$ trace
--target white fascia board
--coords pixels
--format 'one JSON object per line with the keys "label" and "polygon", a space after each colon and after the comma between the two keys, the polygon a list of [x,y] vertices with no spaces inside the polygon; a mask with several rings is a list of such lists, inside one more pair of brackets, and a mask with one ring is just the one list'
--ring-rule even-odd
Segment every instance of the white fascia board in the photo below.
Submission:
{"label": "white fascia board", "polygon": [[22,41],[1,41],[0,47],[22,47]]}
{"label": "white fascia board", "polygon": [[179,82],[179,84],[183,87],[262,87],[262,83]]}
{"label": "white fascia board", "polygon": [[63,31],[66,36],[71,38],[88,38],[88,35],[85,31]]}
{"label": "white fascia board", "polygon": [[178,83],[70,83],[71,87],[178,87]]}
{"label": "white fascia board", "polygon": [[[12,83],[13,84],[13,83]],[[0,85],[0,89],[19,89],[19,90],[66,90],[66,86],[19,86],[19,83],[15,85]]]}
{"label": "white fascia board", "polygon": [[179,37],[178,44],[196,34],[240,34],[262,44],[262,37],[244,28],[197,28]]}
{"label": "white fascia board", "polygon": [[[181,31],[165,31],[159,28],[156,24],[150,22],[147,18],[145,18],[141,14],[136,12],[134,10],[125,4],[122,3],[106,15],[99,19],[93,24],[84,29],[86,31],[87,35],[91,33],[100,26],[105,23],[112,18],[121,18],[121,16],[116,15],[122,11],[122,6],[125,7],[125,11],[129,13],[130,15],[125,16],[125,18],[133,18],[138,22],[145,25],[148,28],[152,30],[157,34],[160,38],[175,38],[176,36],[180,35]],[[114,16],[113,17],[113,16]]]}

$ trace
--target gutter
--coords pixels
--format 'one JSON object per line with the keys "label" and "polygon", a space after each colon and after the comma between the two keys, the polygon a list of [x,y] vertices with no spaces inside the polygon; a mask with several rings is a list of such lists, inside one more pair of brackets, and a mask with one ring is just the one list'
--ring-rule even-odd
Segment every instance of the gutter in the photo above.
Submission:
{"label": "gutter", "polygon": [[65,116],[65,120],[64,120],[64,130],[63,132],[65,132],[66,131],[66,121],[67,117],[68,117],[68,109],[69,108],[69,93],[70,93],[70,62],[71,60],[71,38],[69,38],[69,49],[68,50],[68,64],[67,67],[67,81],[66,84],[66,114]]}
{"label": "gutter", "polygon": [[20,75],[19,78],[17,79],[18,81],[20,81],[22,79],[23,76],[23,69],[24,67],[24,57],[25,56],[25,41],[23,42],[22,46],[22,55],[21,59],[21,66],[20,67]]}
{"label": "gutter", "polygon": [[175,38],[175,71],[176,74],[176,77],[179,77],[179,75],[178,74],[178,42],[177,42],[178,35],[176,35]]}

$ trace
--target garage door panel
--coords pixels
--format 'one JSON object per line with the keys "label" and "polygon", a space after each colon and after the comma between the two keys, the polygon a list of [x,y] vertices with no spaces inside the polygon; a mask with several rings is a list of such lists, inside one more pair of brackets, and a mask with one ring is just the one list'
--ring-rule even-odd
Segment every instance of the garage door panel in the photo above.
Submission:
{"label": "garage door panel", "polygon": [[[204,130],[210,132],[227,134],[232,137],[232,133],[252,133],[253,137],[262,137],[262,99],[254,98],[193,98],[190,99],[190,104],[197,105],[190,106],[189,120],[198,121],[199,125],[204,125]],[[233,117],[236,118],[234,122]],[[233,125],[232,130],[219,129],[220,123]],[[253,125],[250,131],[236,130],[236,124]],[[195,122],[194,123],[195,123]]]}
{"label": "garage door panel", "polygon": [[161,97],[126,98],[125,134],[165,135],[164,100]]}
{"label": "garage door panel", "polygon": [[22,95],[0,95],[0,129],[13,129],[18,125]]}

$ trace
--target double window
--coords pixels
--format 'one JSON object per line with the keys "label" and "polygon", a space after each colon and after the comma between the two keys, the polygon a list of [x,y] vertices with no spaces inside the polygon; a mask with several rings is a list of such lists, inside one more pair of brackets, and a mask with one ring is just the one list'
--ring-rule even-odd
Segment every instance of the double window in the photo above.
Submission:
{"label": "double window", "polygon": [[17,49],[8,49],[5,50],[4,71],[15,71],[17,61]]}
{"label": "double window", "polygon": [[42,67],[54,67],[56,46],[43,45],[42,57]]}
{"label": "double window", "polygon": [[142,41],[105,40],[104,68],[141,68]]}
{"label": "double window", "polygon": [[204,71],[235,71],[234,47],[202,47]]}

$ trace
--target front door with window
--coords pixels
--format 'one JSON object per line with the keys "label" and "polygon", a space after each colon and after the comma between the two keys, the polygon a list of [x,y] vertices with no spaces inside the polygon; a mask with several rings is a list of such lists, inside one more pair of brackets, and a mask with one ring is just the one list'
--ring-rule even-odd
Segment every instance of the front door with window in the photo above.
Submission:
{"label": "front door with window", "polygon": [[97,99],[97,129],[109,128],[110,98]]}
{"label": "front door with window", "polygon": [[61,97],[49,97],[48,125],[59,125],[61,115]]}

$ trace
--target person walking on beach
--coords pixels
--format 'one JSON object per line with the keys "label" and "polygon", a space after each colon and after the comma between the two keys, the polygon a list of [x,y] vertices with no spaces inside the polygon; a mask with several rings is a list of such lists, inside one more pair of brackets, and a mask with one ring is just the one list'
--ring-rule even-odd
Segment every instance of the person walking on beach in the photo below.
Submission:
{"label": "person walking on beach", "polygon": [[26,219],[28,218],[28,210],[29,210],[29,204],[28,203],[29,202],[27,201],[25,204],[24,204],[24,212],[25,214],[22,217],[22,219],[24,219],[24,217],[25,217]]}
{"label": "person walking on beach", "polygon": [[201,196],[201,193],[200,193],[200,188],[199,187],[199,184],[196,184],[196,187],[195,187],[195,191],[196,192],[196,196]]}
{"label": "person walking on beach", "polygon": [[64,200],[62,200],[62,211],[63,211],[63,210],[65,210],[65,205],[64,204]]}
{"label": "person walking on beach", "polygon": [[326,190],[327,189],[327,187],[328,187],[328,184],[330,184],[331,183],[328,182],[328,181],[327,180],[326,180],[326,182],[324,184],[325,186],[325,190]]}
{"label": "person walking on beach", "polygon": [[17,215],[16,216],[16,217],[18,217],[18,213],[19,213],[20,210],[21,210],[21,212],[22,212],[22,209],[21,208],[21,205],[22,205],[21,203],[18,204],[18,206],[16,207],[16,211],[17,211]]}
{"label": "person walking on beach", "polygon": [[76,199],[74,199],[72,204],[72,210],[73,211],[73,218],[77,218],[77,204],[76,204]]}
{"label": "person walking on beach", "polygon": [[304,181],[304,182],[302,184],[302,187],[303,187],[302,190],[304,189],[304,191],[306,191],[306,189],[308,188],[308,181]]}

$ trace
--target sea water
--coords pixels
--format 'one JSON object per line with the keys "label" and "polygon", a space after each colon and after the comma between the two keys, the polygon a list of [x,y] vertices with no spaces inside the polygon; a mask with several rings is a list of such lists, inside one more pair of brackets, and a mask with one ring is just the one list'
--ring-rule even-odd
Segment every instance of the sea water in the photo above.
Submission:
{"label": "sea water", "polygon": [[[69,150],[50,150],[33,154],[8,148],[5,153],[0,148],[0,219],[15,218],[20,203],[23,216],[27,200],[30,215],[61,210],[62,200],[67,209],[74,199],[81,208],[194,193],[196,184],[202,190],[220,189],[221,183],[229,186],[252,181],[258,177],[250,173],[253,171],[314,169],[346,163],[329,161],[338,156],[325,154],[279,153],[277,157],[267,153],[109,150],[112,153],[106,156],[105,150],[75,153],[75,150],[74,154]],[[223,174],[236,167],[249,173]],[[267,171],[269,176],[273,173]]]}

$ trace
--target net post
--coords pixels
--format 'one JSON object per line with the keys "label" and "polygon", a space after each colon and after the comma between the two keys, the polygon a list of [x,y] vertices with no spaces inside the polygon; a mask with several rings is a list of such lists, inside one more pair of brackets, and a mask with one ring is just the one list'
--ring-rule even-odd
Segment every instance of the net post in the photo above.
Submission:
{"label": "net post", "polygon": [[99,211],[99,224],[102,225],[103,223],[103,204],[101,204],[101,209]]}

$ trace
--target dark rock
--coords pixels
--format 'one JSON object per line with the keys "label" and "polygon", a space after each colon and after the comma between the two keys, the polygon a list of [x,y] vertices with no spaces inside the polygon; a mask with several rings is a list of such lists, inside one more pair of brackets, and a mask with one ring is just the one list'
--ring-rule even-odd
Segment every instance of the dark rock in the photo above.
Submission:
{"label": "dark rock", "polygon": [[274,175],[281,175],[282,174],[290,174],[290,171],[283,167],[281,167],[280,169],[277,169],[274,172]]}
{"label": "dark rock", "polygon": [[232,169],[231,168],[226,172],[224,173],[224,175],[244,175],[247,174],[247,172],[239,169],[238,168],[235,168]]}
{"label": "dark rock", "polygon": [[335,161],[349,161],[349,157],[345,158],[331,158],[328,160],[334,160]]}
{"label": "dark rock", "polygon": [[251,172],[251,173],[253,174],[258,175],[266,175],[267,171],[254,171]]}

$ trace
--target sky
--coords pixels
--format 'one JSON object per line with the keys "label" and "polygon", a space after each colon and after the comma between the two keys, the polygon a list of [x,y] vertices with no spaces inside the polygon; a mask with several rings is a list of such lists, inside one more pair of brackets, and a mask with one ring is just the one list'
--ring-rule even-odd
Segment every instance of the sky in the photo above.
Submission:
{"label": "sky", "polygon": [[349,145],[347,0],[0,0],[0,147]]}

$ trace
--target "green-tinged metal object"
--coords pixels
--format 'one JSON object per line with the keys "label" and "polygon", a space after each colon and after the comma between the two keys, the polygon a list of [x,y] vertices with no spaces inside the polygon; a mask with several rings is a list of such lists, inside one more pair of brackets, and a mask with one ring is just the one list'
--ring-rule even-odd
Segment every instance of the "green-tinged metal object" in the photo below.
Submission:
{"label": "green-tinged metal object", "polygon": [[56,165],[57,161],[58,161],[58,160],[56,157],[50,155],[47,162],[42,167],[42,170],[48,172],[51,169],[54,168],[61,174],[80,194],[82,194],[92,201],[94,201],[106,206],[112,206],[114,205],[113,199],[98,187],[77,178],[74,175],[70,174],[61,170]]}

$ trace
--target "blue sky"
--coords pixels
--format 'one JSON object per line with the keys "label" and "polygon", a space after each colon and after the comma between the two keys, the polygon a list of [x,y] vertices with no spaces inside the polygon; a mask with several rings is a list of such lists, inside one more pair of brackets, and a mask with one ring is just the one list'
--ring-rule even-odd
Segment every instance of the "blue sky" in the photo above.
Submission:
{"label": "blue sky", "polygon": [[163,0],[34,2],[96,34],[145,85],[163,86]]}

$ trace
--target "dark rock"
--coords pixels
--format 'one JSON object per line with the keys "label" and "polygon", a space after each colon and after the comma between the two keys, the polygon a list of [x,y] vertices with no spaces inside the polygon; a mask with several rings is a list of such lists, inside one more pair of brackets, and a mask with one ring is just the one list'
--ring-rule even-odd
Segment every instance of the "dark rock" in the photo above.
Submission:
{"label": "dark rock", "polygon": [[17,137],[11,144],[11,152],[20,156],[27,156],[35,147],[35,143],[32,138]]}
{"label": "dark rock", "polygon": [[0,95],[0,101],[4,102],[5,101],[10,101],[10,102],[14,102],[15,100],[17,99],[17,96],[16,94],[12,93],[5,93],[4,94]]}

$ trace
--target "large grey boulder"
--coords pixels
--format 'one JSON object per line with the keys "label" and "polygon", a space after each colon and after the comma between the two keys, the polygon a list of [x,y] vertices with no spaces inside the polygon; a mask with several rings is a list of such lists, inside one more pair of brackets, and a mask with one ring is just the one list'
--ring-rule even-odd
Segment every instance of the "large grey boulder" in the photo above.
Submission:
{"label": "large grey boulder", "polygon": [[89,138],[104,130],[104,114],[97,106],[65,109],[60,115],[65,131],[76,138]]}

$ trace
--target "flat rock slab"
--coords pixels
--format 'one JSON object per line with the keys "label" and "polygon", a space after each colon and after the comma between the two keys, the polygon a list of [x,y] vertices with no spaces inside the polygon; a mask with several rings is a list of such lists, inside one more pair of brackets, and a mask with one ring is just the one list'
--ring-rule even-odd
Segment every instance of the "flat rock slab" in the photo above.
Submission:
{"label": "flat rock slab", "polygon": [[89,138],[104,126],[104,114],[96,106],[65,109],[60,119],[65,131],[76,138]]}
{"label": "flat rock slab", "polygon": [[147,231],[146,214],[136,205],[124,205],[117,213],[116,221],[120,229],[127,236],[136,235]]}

DESCRIPTION OF THE TASK: Find every line above that contains the word "tinged" and copy each one in full.

WORKED ANSWER:
--target "green-tinged metal object"
Segment every instance of the "green-tinged metal object" in the photo below.
{"label": "green-tinged metal object", "polygon": [[56,165],[57,161],[58,161],[58,160],[56,157],[50,155],[47,162],[42,167],[42,170],[48,172],[51,169],[54,168],[61,174],[80,194],[82,194],[92,201],[94,201],[106,206],[112,206],[114,205],[113,199],[98,187],[77,178],[74,175],[70,174],[61,170]]}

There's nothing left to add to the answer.